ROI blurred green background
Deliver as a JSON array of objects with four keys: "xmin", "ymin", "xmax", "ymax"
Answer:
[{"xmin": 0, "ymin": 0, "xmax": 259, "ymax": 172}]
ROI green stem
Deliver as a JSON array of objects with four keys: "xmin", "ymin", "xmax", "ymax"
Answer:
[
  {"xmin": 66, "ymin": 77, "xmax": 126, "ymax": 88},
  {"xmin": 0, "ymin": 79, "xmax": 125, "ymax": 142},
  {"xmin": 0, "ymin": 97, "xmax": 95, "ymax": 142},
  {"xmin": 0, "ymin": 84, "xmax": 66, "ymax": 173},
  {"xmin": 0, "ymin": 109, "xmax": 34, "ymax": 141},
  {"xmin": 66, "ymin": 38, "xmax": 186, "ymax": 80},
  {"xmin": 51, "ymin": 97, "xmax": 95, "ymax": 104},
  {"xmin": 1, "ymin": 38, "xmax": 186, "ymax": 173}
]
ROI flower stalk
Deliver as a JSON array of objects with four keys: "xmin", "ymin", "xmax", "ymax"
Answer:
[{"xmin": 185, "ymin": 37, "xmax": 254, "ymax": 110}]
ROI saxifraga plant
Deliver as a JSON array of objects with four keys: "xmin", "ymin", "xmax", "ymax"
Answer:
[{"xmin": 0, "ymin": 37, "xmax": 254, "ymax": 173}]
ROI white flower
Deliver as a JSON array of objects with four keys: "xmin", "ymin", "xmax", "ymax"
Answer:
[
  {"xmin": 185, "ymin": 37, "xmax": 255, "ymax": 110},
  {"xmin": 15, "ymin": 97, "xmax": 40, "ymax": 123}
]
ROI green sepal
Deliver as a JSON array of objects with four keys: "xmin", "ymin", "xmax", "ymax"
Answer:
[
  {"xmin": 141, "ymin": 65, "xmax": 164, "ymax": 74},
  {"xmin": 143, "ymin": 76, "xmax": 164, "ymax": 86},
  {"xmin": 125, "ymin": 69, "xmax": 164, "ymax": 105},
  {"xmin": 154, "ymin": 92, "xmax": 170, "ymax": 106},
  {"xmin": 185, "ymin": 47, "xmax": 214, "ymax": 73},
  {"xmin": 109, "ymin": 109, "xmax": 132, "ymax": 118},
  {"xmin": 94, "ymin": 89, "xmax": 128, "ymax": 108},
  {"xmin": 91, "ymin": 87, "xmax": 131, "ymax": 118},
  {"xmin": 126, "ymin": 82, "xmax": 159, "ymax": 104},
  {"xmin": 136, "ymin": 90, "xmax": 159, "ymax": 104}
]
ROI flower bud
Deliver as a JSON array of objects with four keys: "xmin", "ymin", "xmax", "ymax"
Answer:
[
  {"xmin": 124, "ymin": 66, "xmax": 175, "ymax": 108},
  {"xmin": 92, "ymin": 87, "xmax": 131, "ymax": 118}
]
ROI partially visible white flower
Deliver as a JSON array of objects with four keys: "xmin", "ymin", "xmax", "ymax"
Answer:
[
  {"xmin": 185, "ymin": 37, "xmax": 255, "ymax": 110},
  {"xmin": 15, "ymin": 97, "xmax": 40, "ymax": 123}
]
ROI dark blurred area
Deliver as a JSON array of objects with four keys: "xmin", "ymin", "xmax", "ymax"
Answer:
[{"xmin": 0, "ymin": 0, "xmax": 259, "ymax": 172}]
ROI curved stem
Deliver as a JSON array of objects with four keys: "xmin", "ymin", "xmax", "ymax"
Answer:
▬▬▬▬▬▬
▸ **What is expected**
Where does the word "white" occur in the records? Return every line that holds it.

▸ **Exercise result**
ROI white flower
ROI partially visible white flower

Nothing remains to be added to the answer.